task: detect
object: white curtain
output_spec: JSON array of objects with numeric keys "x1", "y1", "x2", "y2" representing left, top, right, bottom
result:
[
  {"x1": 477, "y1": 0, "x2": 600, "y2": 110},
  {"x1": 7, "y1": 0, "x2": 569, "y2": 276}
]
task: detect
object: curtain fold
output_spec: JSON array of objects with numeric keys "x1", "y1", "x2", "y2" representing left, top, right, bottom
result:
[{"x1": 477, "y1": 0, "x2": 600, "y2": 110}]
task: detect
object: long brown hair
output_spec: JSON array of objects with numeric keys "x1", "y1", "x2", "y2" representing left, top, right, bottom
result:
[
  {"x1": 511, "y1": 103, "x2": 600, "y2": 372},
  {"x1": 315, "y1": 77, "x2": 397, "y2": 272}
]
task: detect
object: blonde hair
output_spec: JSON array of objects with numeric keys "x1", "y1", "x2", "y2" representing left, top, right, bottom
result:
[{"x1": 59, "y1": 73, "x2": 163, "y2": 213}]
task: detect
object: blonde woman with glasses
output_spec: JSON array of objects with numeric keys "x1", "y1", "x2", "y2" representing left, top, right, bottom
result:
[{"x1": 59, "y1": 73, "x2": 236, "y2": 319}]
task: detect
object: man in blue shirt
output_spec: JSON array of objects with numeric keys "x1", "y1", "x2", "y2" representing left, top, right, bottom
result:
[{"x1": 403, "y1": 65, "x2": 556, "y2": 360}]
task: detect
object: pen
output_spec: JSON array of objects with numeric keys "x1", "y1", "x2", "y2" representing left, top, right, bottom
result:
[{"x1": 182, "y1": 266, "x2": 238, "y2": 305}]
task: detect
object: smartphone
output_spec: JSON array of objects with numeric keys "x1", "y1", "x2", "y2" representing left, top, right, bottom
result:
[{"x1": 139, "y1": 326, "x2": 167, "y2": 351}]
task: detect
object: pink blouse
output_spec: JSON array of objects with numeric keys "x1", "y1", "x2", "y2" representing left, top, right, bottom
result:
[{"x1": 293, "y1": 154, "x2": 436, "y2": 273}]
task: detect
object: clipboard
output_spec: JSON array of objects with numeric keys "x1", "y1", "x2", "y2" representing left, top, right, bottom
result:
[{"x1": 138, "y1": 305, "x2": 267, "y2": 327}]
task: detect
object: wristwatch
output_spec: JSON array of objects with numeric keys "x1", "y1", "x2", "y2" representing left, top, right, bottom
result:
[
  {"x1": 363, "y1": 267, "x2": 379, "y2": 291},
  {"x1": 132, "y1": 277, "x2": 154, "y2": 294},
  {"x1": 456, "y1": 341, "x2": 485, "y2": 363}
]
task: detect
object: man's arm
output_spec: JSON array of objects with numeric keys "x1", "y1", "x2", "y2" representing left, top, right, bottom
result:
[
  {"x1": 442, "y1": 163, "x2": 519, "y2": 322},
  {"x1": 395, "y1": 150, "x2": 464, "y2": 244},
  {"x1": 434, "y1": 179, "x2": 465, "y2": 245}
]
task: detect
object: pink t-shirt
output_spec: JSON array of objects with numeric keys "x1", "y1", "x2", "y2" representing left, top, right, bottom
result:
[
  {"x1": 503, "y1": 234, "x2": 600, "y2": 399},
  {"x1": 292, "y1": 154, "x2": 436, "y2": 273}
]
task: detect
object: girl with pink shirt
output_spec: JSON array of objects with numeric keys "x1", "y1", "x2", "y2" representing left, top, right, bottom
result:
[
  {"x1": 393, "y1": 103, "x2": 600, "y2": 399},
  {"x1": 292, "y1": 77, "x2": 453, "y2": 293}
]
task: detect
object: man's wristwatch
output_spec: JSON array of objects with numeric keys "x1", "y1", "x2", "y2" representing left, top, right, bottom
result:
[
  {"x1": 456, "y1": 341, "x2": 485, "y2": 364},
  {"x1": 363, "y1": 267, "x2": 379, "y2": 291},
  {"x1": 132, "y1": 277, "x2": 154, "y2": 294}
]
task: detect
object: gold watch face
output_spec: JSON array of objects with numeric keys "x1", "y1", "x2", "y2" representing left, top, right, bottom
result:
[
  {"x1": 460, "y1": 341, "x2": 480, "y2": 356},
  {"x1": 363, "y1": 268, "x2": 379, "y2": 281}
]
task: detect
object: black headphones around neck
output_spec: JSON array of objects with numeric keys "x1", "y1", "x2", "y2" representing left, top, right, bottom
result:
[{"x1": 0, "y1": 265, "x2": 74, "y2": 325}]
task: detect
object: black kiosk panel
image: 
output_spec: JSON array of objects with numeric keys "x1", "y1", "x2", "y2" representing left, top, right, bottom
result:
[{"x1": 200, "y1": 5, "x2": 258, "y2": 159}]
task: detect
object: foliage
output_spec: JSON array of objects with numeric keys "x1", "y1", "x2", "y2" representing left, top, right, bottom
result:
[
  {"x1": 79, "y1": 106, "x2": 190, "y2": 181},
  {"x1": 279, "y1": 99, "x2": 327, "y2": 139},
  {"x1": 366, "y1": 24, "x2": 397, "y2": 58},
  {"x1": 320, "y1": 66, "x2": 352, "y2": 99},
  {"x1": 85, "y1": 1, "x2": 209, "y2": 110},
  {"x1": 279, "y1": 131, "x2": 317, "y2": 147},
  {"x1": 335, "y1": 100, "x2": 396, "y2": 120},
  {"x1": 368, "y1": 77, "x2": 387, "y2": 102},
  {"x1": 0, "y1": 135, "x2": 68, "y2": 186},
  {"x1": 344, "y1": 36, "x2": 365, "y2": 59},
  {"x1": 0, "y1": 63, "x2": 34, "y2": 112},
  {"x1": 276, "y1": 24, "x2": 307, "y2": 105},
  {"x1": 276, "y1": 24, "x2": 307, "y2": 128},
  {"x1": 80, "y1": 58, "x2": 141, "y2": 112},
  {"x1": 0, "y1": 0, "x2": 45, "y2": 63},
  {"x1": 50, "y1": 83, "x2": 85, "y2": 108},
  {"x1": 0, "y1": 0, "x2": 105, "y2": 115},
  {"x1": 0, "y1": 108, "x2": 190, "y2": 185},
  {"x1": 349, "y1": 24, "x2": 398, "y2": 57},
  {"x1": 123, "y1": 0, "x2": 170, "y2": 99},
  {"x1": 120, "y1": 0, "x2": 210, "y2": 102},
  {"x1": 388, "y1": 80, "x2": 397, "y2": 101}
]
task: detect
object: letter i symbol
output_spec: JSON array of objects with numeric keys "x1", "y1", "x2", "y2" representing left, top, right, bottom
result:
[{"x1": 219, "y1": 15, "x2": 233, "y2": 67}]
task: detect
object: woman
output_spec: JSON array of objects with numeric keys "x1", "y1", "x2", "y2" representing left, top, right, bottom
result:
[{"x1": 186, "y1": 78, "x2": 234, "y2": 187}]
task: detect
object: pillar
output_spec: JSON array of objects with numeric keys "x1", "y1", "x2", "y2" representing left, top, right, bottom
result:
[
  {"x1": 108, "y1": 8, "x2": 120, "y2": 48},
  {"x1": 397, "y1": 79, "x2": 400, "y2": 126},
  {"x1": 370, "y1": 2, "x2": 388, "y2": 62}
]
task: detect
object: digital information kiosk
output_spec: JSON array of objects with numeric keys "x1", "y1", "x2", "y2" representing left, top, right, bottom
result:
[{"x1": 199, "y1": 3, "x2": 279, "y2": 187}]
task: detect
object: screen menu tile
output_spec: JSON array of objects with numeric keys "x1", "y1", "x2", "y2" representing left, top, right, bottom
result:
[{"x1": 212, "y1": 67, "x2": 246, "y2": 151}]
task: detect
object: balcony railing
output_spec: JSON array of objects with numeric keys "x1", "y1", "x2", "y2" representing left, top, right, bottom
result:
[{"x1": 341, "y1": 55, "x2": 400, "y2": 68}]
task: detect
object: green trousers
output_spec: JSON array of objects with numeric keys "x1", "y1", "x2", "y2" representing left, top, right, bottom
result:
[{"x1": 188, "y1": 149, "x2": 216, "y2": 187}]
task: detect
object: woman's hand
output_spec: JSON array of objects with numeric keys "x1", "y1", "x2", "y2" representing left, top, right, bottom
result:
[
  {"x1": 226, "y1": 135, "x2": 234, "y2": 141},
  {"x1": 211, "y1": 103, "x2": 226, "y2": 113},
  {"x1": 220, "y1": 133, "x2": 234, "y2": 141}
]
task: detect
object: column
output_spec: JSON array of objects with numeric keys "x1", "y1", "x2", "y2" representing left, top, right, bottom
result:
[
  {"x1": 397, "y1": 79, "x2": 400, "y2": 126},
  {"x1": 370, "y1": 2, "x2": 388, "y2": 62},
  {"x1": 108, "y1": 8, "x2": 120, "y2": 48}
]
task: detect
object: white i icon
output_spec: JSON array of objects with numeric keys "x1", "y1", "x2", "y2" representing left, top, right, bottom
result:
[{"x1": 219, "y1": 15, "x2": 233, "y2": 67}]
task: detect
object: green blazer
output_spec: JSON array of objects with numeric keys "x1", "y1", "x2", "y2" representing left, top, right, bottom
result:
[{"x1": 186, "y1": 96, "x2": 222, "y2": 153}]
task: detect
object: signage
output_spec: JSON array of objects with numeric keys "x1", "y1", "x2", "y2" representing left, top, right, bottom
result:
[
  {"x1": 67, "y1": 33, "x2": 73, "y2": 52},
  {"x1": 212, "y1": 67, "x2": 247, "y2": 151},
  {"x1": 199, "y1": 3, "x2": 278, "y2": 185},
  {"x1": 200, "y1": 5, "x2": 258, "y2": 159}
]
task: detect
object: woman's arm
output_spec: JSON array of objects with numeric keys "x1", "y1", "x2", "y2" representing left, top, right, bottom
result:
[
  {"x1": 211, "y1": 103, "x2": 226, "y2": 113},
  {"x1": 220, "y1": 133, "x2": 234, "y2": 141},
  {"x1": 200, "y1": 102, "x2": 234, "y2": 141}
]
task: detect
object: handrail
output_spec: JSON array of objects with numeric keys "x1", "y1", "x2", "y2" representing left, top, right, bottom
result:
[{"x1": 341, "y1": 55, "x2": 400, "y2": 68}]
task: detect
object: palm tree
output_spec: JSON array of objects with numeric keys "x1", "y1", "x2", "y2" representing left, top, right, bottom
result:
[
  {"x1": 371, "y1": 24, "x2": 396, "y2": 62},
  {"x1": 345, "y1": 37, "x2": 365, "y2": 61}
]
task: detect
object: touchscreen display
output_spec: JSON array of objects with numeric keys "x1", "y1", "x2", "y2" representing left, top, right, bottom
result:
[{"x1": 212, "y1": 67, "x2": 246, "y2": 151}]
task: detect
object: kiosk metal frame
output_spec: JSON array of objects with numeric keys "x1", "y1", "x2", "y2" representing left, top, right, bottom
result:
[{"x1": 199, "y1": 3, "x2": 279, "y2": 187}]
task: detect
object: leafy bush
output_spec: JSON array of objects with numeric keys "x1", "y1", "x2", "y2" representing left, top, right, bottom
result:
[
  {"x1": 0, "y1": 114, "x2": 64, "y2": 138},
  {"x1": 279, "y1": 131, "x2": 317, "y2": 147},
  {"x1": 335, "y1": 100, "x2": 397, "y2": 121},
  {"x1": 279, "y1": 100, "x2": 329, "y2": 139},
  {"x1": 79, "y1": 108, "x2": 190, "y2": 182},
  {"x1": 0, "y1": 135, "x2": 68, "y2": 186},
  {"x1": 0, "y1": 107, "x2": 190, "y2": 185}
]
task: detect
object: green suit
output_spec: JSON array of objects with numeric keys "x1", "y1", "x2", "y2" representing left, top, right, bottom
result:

--*--

WORK ITEM: Go through the listing above and copy each line that contains "kiosk".

RESPONSE:
object: black kiosk panel
object: digital information kiosk
object: kiosk metal frame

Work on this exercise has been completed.